— BEGIN INPUT RECORDS —
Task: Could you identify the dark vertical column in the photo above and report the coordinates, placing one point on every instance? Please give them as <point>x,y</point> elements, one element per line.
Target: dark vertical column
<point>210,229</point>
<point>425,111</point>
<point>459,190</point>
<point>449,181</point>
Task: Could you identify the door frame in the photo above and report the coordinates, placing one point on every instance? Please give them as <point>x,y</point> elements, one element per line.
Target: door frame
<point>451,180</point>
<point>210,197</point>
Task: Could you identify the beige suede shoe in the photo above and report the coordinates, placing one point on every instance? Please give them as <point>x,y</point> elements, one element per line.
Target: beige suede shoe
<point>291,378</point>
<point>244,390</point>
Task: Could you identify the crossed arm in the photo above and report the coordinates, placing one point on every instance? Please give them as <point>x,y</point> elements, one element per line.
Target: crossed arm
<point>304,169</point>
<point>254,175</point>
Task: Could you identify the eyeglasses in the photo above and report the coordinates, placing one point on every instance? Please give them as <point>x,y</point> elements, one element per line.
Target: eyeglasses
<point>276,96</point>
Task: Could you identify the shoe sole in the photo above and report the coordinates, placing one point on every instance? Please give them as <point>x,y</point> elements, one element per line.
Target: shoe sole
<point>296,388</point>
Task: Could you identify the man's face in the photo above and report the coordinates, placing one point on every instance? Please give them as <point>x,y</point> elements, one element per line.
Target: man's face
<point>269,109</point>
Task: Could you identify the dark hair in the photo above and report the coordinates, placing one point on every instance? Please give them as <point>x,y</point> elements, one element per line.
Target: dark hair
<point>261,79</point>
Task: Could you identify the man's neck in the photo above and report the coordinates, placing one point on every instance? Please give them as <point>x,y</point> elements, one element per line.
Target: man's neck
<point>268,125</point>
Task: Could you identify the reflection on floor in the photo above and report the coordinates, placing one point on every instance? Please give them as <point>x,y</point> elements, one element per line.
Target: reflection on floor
— END INPUT RECORDS —
### YOUR GOAL
Can you put all the entries above into a JSON list of strings, with one string for each line and any blank lines left out?

### RESULT OF THE TASK
[
  "Task: Could you identify the dark vertical column in the photo above and report the coordinates, placing one point on every instance? Please give them as <point>x,y</point> elements, one element per line.",
  "Target: dark vertical column",
  "<point>210,229</point>",
  "<point>425,111</point>",
  "<point>459,190</point>",
  "<point>449,181</point>",
  "Task: Could you identify the door frame in the photo above and report the coordinates, placing one point on every instance? Please give them as <point>x,y</point> elements, one element per line.",
  "Target: door frame",
  "<point>451,180</point>",
  "<point>210,197</point>",
  "Task: Could you identify the beige suede shoe in the photo above and report the coordinates, placing one point on every instance? Please give them as <point>x,y</point> elements, one element per line.",
  "Target: beige suede shoe",
  "<point>291,378</point>",
  "<point>244,390</point>",
  "Task: Could you identify the crossed arm in the photo above and report the coordinates, placing one point on every instance? Please give them as <point>x,y</point> elements, one element per line.",
  "Target: crossed arm",
  "<point>304,169</point>",
  "<point>254,175</point>",
  "Task: Could you identify the eyeglasses in the photo above and report the coordinates, placing one point on every instance? Please give them as <point>x,y</point> elements, one element per line.",
  "Target: eyeglasses",
  "<point>276,96</point>",
  "Task: Could you identify the shoe sole in the photo above and report the coordinates, placing one point on every instance? Please give them as <point>x,y</point> elements, one element per line.",
  "Target: shoe sole",
  "<point>296,388</point>",
  "Task: Could you identify the man's face in the photo above and report the coordinates, placing one point on every instance? Please give them as <point>x,y</point> elements, one element per line.",
  "Target: man's face",
  "<point>269,109</point>",
  "Task: Could you identify the dark hair in the photo above and report the coordinates, placing one point on every instance? Please give them as <point>x,y</point> elements, one element per line.",
  "Target: dark hair",
  "<point>261,79</point>",
  "Task: Could you identify the man's neck in the photo above and report the coordinates, placing one point on every instance? Please give them as <point>x,y</point> elements, one element per line.",
  "Target: man's neck",
  "<point>268,125</point>",
  "Task: Could you identify the reflection on floor in the photo above and report the coordinates, placing one point on every instance? Please give them as <point>x,y</point> elements, one element per line.",
  "Target: reflection on floor"
]